## What is required
Can you put every line of the items below into a Markdown table with the columns Number and Line, skipping blank lines and leaving the pictures out?

**** Record excerpts

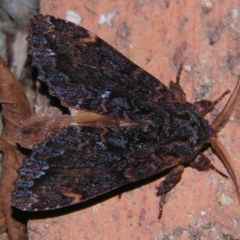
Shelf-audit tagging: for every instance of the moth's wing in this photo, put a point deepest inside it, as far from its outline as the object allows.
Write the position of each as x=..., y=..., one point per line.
x=82, y=162
x=86, y=73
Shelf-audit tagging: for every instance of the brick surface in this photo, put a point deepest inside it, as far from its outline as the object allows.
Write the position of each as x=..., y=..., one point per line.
x=152, y=33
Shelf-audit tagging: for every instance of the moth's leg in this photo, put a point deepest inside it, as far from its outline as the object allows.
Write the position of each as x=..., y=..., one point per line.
x=202, y=163
x=176, y=88
x=206, y=106
x=167, y=184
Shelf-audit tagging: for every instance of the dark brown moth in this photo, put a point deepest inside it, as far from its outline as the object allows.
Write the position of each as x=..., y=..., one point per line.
x=124, y=125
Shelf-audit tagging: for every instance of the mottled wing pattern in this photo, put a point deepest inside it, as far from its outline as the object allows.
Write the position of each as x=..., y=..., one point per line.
x=81, y=162
x=86, y=73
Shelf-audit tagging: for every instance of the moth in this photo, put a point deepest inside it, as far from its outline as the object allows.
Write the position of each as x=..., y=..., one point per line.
x=124, y=124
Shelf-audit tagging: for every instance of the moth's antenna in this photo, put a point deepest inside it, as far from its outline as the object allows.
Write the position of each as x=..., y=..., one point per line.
x=217, y=124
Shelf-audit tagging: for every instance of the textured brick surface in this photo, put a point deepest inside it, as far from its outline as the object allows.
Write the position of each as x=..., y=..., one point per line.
x=152, y=33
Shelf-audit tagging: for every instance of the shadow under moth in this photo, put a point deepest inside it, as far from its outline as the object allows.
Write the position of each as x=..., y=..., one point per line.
x=124, y=124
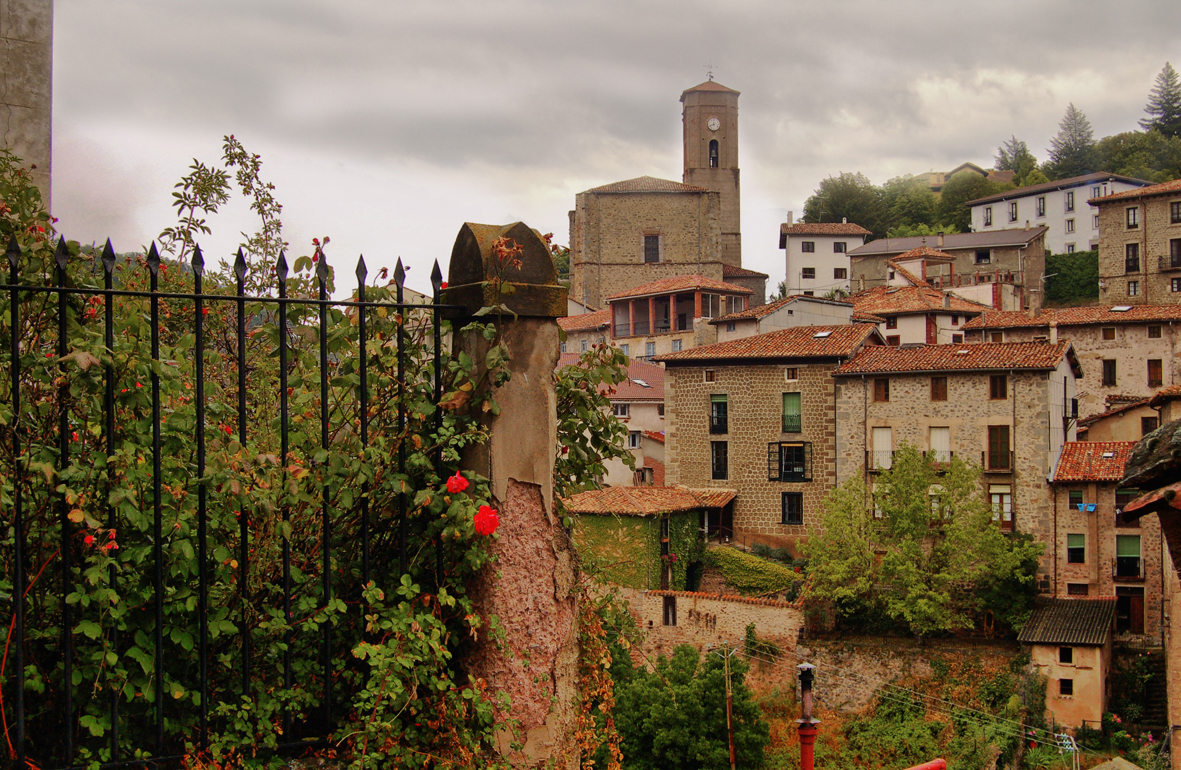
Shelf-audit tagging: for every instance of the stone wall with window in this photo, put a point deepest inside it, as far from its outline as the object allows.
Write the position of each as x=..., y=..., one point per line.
x=1141, y=233
x=755, y=423
x=1031, y=412
x=1094, y=555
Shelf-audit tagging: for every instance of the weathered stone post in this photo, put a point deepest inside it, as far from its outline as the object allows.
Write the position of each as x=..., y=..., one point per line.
x=530, y=587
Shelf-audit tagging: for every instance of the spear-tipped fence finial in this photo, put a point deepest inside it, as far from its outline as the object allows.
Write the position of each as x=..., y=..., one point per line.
x=198, y=261
x=109, y=256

********

## Task answer
| Number | Line |
|---|---|
| 1 | Shelf-audit tagging: for every instance of the moth's wing in this photo, put a point deepest inside it, as far from its outline as the object allows. |
| 2 | Write the position of each as x=..., y=..., one point per line. |
| 3 | x=82, y=162 |
| 4 | x=86, y=73 |
| 5 | Shelf-audit tagging: for every instance of the brick surface in this photo, put a point deepest inside it, as far from its outline as the object allows. |
| 6 | Write the position of each as x=..., y=..., one point per line. |
| 7 | x=152, y=33 |
| 8 | Shelf-audit tagging: for every instance of the moth's leg in this photo, put a point deepest inside it, as far from its outline as the object allows. |
| 9 | Write the position of each as x=..., y=..., one point per line. |
| 10 | x=202, y=163 |
| 11 | x=176, y=88 |
| 12 | x=206, y=106 |
| 13 | x=167, y=184 |
| 14 | Shelf-audit tagging: for every instance of the dark brown moth in this photo, put a point deepest inside it, as far from its outline as the object allows. |
| 15 | Write the position of each as x=..., y=..., one point per line. |
| 16 | x=124, y=125 |
| 17 | Shelf-audit tagging: for every instance of the mottled wing pattern in this photo, put a point deepest inside it, as far from its outline as the object allows. |
| 18 | Write the position of each as x=..., y=..., one point per line. |
| 19 | x=81, y=162 |
| 20 | x=86, y=73 |
| 21 | Shelf-audit tagging: for every instance of the moth in this photo, put a point deepest inside it, as far from its outline as the object allows. |
| 22 | Write the position of each as x=..., y=..., one point per line. |
| 23 | x=124, y=124 |
| 24 | Shelf-audit tagging: for every instance of the moth's antenna in this photo, put a point deepest inside it, as far from its outline as the object allows. |
| 25 | Write the position of each as x=..., y=..., one point per line. |
| 26 | x=217, y=124 |
| 27 | Shelf-audit tagging: for every instance of the textured brick surface in this photo, put a point deepest inside it, as far from its outline as the object allows. |
| 28 | Write the position of each as x=..., y=..., one point per line. |
| 29 | x=152, y=33 |
| 30 | Shelf-audit tagging: for every instance of the shadow under moth in this photo, put a point deepest inside it, as far from its outline as the object allows. |
| 31 | Write the position of each as x=..., y=..., one point per line. |
| 32 | x=124, y=124 |
| 33 | Shelf-audit tagging: for every instance of the stone wall with window in this photo, put a point deepest inside it, as far from its outline as the object allows. |
| 34 | Write the position of each as x=..., y=..., one point per line. |
| 35 | x=1141, y=233 |
| 36 | x=755, y=423 |
| 37 | x=1031, y=412 |
| 38 | x=1094, y=555 |
| 39 | Shelf-audit tagging: for every instance of the weathered stone post in this photo, put a point deepest inside it, as far from its outline as the object allows. |
| 40 | Write the position of each as x=..., y=..., one point per line. |
| 41 | x=530, y=587 |
| 42 | Shelf-audit tagging: for every instance of the spear-tipped fence finial in this photo, put a point deepest inside it, as far from its outline as the object allows. |
| 43 | Write the position of each as x=..., y=..., one point per line. |
| 44 | x=198, y=261 |
| 45 | x=109, y=256 |